(EXTRACT begins)

BINOMIAL PROBABILITY (INTRODUCTION)

Link to summary slide and video transcript below

INTRODUCTION

Probability distributions are used in statistics to understand how likely certain events are.

The binomial probability distribution is used for when we are considering events we can define as "success" or "failure" - like flipping a coin, assessing whether a study subject did something correctly, or determining whether a trapped animal is male or female. What we define as success or failure is arbitrary as long as we can define all possible outcomes as one or the other.

If we perform a certain number of trials (k) and are interested in the number of successes (r), the binomial probability distribution is the distribution of the expected number of successes out of those trials, Pr(r).

There are four conditions that must be met in order for a situation to be accurately modeled with a binomial probability distribution.

1. There are only two possible outcomes to each trial. This can be done by clearly defining success and calling everything else a failure.
2. There are k trials in the scenario.
3. The probability of a success in each trial is constant throughout the entire set of trials. In other words, any conditions that modify the probability of success can't change as we perform the trials.
4. All trials are independent of one another. In other words, whatever happens in certain trials has no effect on the outcomes of other trials.

If these things are all true, and we know the overall probability of success for each trial (p), we can use the following equation to calculate the probabilities:

$$ Pr(r) = {k \choose r} p^r (1-p)^{k-r} = {k! \over {r!(k-r)!}} p^r (1-p)^{k-r} $$

Where:
r is the number of successes we are interested in.
Pr(r) is the probability of seeing r successes.
k is the number of trials.
p is the probability of success in a single trial.
1-p is the probability of failure in a single trial.
Also, as a reminder, the symbol "!" represents a factorial. A factorial for a number is what we get when we take the number and multiply it by each whole number less than itself (e.g., 2! = 2x1=2, 4!=4x3x2x1=24). By definition 0!=1.

EXAMPLES

Before we look at this equation in more detail, let's think of an example of how to use this equation. Imagine flipping a coin twice and asking what are the probabilities of seeing it come up "heads" zero, once, or twice.

We can do this long hand by writing out the possible outcomes:
tails then tails
tails then heads
heads then tails
heads then heads
From this we see that the probability of seeing zero successes is 1/4 = 0.25, one success is 2/4 = 0.5, and two successes is 1/4 = 0.25.

To use the equation we use an overall probability of success of p=0.5 and two trials so k=2. This gives us the following: $$ Pr(0) = {2 \choose 0} (0.5)^0 (1-0.5)^{2-0} = 0.25 $$ $$ Pr(1) = {2 \choose 1} (0.5)^1 (1-0.5)^{2-1} = 0.5 $$ $$ Pr(2) = {2 \choose 2} (0.5)^2 (1-0.5)^{2-2} = 0.25 $$ We can see that these values, 0.25, 0.5, and 0.25, match the ones we got from figuring out the probabilities long hand.

We can also look at what this distribution looks like in a figure like the one here - the X-axis is for the number of successes and the Y-axis shows the probability of seeing each number of successes when k trials are performed.

Obviously for this example it is easier to write out the possibiities by hand, but when the probabilities aren't 50/50 or there are lots of trials it quickly becomes much more difficult to do it by writing it out than by using the binomial equation.

(EXTRACT ends)

Pick up the binomial probability tutorial right after its last sentence and keep writing it. You won't need the listing that comes next.

(DATASET RECORDS begins)

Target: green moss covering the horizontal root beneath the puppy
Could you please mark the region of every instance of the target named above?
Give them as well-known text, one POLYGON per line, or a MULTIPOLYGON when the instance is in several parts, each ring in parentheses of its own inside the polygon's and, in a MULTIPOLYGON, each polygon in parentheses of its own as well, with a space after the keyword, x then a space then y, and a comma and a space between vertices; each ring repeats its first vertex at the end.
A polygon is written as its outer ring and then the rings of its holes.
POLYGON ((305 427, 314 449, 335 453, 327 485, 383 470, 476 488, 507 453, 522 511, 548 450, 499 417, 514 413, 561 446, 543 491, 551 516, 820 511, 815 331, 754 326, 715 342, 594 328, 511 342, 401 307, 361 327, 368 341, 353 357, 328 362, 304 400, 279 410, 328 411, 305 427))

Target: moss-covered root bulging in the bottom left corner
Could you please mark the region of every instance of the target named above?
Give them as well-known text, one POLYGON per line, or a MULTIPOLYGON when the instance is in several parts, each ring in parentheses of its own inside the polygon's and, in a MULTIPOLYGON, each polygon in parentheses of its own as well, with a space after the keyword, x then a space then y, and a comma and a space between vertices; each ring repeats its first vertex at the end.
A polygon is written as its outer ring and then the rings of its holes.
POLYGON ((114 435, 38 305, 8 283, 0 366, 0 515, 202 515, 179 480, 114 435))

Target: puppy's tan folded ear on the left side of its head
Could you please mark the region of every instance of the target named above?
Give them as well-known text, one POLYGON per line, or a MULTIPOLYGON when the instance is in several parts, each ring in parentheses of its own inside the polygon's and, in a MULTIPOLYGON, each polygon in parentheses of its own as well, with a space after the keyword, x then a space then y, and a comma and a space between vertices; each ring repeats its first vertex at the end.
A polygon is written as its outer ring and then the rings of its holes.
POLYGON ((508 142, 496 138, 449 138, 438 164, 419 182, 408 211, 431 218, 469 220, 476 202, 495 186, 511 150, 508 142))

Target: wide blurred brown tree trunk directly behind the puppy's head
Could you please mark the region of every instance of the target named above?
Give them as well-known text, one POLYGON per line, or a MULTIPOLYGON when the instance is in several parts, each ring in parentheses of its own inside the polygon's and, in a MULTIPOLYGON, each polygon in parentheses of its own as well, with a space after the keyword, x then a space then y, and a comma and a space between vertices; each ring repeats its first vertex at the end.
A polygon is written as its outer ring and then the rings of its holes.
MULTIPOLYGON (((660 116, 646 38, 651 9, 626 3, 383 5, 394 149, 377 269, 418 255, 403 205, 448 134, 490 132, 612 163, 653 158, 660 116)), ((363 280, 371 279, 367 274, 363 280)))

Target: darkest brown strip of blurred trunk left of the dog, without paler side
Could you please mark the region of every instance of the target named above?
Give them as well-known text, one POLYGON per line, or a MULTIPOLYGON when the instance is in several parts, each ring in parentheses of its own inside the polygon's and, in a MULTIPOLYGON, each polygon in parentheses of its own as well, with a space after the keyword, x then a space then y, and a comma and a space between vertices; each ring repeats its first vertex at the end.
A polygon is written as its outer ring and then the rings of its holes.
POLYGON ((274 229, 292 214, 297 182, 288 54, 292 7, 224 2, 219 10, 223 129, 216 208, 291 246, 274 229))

(DATASET RECORDS ends)
(DATASET RECORDS begins)

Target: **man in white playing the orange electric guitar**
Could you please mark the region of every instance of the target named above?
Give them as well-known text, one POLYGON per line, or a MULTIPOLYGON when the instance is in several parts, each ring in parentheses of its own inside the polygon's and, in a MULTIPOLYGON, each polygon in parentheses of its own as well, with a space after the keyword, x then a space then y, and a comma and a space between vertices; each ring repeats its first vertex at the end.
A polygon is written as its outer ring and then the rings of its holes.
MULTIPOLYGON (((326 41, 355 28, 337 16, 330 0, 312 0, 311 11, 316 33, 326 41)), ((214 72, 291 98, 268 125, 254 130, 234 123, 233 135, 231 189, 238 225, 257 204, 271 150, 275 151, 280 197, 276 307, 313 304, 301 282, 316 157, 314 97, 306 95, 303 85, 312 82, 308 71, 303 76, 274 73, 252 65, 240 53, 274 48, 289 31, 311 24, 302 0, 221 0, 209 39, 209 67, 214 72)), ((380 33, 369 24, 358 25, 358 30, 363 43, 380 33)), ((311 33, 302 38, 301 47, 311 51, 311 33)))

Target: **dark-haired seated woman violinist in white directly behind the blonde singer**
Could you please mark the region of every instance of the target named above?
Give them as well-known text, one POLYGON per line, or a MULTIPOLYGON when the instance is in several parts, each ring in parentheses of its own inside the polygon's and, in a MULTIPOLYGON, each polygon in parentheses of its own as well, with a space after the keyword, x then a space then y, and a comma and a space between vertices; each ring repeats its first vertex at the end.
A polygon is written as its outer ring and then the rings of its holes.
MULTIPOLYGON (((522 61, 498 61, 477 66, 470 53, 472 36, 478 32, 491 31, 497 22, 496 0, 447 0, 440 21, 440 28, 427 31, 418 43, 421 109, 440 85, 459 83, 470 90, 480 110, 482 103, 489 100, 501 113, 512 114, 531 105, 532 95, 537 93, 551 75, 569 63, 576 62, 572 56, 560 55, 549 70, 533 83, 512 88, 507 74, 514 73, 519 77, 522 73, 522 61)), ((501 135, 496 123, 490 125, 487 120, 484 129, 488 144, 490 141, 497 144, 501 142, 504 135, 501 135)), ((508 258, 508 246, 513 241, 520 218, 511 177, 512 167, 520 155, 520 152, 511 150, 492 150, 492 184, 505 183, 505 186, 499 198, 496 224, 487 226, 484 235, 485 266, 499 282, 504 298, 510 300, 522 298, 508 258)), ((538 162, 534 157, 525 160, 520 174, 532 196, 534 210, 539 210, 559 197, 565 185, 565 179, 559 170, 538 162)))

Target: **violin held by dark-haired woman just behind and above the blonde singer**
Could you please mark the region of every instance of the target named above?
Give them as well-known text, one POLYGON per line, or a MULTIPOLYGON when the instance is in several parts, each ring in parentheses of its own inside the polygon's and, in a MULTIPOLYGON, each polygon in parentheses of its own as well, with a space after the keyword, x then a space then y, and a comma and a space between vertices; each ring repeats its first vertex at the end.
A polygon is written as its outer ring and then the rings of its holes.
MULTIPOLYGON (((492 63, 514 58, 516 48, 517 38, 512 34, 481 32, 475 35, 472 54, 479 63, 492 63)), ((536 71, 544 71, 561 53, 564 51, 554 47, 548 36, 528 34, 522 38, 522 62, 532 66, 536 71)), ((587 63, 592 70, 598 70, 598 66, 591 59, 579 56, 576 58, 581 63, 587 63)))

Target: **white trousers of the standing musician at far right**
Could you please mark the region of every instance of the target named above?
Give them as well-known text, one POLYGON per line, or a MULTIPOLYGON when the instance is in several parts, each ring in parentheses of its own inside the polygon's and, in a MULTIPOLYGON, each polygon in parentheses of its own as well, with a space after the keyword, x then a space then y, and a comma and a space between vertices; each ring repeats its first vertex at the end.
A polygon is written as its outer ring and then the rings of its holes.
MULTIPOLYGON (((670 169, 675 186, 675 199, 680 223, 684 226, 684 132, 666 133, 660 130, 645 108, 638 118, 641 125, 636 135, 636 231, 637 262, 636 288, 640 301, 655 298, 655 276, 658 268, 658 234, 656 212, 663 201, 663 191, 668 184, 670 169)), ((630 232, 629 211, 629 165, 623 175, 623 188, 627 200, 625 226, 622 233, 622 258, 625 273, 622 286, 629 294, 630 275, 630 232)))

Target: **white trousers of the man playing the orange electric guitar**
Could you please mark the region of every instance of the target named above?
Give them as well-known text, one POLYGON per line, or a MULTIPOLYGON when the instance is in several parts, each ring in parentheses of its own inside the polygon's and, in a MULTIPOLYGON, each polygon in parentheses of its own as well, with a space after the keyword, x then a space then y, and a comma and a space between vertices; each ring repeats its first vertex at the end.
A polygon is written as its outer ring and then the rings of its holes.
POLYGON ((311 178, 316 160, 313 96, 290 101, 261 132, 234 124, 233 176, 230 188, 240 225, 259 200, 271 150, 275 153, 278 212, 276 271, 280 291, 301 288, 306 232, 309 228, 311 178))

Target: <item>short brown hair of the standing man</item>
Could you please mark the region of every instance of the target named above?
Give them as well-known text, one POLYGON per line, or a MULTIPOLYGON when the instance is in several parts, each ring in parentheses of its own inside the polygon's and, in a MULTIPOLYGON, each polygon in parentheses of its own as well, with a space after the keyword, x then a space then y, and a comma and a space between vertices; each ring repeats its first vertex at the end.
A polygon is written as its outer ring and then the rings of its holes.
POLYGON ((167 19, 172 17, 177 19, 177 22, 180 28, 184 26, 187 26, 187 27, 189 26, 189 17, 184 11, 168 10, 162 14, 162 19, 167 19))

(DATASET RECORDS ends)

EXERCISE ANSWER –
Keep in mind that the binomial distribution can be used for situations with success probabilities different from 50% and with many trials - it's not just for flipping coins. This second figure shows a binomial probability distribution for 12 trials with a 40% probability of success. You can see how it's slightly asymmetric, unlike the first figure. Figuring these out longhand would be a nightmare, but it's fairly straightforward with the binomial equation.

See the binomial examples page for more step-by-step examples of calculating binomial probabilities, including this one.

MORE DETAILS

Here's why the equation works. Since the probability of success isn't changing and all the trials are independent, then no one way to get r successes is any more or less likely than any of the others. The binomial works by figuring out the probability of one particular way that k trials can result in r successes (e.g., r successes followed by k-r failures). This is the second part of the equation. And it calculates how many different arrangements there can be for r successes in a string of k trials (e.g., HT and TH are the two options for one success in two trials). This is the first part of the equation with the factorials. Then it combines them - the probability of any particular sequence of successes multiplied by the number of different ways those successes can be ordered.

When we look at the summary statistics for a binomial distribution, the mean, variance and standard deviation will be:

$$ mean = k \times p $$ $$ variance = k \times p \times (1-p) $$

The binomial probability distribution is the most simple probability distribution and it is the basis for the Poisson and normal distributions.

Connect with StatsExamples here

LINK TO SUMMARY SLIDE FROM VIDEO:

StatsExamples-binomial-probability-examples.pdf

TRANSCRIPT OF VIDEO:

Slide 1.

Welcome to this introduction to binomial probability. We'll look at where the binomial probability equation comes from, the mathematical assumptions, and what this can be used for - which is more than just the probabilities of flipping coins although that will be our first example.

Slide 2

OK, let's think about the basic scenario for binomial probability. let's do a set of N trials where we are looking at the outcome of our events in a sample space. Each trial will be an observation of an event. Let's focus on the number of successes, and a success will be an outcome that fits our criterion.
An example of this scenario would be what's shown in the diagram where we are flipping coins and each trial is a coin flip which we are observing. We can define heads as a success and tails as a failure. Success and failure don't mean good or bad, they are arbitrary labels.
The binomial probability method is used when we want to calculate the probability of seeing X number of successes when we do N number of trials.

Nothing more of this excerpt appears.